» **Task objective**
Output every line from the beginning of the records through the line that contains "Mark the metal", exactly as it appears.

╭─ Records shown

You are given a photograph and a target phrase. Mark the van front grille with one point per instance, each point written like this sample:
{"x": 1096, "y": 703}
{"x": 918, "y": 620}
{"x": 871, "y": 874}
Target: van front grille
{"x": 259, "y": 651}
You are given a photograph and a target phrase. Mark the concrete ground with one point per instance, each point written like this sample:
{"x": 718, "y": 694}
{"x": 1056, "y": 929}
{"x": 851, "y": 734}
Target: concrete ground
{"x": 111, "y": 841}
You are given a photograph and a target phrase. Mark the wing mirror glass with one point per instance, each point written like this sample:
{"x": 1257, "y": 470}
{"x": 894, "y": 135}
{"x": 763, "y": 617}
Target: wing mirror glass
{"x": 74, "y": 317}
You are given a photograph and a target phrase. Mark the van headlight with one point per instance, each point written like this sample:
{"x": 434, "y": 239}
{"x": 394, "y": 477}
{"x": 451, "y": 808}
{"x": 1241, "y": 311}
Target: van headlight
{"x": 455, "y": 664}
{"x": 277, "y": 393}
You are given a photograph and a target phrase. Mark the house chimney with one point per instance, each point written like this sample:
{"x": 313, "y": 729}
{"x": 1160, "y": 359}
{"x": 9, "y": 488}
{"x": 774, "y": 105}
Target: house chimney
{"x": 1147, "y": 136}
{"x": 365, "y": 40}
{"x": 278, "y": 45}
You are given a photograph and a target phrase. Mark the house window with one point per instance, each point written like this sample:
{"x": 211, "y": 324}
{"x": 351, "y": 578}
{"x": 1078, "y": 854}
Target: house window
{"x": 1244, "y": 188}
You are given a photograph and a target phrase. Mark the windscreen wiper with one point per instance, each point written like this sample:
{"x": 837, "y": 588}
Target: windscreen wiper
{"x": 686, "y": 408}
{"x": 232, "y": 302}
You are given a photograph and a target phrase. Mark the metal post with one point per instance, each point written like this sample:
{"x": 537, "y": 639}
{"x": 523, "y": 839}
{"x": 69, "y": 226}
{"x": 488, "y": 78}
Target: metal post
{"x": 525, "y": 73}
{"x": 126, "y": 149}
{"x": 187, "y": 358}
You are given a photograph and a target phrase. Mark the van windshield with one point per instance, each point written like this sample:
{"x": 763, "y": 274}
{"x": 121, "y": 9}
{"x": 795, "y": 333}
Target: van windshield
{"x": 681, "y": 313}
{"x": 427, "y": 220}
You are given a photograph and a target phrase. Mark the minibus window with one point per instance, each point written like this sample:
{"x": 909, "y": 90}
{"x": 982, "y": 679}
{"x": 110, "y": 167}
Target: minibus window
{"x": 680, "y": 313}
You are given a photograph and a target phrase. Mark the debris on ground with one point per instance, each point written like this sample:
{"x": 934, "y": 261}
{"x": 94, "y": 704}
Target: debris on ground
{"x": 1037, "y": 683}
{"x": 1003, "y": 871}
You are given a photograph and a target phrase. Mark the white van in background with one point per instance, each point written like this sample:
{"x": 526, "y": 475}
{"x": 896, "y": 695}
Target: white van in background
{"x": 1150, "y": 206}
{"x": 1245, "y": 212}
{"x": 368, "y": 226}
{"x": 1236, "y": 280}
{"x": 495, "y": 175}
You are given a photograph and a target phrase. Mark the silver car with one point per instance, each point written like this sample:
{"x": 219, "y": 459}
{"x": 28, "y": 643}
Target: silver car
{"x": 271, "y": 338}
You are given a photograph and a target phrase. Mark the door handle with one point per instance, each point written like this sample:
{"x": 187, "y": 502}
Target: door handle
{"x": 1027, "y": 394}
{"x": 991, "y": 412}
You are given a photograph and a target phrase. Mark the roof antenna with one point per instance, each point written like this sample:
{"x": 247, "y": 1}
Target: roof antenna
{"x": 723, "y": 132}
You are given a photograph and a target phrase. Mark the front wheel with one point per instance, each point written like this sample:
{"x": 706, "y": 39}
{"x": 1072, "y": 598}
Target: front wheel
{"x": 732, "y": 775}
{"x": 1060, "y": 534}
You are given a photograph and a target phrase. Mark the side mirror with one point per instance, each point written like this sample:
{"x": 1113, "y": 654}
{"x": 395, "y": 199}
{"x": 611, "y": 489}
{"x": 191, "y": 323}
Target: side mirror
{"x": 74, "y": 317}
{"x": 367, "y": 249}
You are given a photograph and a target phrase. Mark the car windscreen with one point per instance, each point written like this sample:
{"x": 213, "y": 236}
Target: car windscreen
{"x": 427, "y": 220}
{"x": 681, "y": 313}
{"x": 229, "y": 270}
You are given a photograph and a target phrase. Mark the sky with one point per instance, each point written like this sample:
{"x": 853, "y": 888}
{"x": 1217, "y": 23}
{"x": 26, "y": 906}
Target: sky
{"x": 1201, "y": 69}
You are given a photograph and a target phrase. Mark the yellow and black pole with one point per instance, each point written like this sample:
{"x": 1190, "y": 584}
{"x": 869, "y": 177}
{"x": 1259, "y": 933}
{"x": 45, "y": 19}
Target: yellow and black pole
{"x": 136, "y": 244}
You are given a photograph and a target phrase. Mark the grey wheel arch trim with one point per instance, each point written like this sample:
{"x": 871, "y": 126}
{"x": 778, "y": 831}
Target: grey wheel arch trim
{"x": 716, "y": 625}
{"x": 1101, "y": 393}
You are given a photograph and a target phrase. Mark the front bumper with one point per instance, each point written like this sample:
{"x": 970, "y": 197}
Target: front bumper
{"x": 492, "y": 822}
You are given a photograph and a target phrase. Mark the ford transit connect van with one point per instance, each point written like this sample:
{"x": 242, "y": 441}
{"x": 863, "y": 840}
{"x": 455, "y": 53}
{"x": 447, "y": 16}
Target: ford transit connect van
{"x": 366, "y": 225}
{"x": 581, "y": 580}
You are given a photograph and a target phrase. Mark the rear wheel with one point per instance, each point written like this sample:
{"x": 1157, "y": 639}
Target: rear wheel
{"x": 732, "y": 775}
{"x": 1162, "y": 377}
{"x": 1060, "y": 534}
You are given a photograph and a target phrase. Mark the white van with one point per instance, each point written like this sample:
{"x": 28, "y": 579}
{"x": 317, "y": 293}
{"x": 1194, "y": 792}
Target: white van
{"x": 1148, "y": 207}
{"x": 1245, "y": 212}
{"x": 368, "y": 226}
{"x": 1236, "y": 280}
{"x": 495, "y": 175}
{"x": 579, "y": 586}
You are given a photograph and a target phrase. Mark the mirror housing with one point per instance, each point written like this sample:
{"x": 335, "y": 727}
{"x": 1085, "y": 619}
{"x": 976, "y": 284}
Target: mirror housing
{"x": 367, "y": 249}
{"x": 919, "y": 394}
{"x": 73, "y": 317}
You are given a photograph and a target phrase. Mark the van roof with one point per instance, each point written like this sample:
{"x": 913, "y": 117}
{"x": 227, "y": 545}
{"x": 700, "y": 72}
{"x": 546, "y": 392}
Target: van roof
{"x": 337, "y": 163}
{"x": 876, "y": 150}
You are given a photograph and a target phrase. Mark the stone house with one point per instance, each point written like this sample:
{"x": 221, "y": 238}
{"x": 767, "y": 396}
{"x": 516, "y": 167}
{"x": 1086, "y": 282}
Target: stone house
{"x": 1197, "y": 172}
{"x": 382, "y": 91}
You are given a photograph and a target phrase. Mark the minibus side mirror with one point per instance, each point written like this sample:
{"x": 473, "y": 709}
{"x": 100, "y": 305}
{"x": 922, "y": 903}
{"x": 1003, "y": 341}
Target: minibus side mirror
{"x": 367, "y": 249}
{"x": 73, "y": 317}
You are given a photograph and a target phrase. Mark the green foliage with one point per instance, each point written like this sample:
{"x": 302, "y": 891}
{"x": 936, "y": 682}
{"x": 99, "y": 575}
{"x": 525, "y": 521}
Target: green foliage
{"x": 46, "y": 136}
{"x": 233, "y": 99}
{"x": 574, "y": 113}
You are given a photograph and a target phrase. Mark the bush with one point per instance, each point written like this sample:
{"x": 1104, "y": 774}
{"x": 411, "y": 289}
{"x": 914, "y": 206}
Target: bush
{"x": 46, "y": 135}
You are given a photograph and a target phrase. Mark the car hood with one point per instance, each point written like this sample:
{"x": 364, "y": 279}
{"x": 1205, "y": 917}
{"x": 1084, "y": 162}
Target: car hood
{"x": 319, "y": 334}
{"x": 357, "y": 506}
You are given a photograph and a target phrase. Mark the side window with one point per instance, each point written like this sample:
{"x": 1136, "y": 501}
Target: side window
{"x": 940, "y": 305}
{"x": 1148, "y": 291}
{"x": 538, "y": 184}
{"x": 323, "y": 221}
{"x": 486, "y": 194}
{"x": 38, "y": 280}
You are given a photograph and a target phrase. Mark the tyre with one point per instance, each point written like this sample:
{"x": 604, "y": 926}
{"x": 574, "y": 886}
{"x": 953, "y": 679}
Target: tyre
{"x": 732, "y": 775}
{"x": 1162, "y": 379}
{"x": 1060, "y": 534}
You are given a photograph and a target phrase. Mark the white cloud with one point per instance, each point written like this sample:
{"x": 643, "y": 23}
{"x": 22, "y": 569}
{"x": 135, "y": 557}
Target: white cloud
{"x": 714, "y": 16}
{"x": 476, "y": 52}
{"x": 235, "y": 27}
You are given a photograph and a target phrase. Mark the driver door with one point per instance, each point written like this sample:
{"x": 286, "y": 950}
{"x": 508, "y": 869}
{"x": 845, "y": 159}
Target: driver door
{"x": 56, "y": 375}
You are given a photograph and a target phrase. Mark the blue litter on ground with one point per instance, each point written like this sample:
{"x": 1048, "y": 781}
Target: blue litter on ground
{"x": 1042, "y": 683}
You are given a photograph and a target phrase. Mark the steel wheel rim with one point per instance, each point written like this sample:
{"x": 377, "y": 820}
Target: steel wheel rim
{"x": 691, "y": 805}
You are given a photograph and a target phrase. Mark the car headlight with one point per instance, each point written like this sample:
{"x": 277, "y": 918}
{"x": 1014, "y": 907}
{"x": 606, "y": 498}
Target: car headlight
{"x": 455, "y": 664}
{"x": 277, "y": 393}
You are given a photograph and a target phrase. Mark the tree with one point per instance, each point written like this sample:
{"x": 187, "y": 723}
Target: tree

╰─

» **Result for this task**
You are given a photograph and a target phrase. Mark the van front grille with one point per instance, each point written like this sample:
{"x": 1096, "y": 703}
{"x": 918, "y": 620}
{"x": 871, "y": 874}
Target: van front grille
{"x": 259, "y": 651}
You are given a photograph and a target phrase. Mark the concrete ground with one point per instance, each point written like this sample:
{"x": 718, "y": 694}
{"x": 1056, "y": 929}
{"x": 851, "y": 734}
Target: concrete ground
{"x": 111, "y": 841}
You are given a photograph and a target phrase. Mark the wing mirror glass with one point per instance, each point written like this sample:
{"x": 1257, "y": 470}
{"x": 894, "y": 135}
{"x": 763, "y": 617}
Target: wing mirror glass
{"x": 74, "y": 317}
You are given a photograph and a target phrase. Mark the van headlight with one point per instance, each point written like this sample:
{"x": 434, "y": 239}
{"x": 394, "y": 477}
{"x": 451, "y": 808}
{"x": 1241, "y": 311}
Target: van headlight
{"x": 455, "y": 664}
{"x": 277, "y": 393}
You are given a photograph and a target phrase. Mark the house chimney with one point per instance, each point written like this sample:
{"x": 313, "y": 729}
{"x": 1160, "y": 359}
{"x": 9, "y": 488}
{"x": 774, "y": 105}
Target: house chimney
{"x": 1147, "y": 136}
{"x": 365, "y": 40}
{"x": 278, "y": 45}
You are given a photograph and a target phrase. Mark the house window with one point per instance, each point written like this sample:
{"x": 211, "y": 324}
{"x": 351, "y": 578}
{"x": 1078, "y": 854}
Target: house window
{"x": 1244, "y": 188}
You are given a photograph and a target phrase. Mark the windscreen wiper with one point per instance, each point written like this sample:
{"x": 837, "y": 588}
Target: windscreen wiper
{"x": 686, "y": 408}
{"x": 232, "y": 302}
You are given a photograph and a target phrase. Mark the metal post with one point per instance, each point written like this sample:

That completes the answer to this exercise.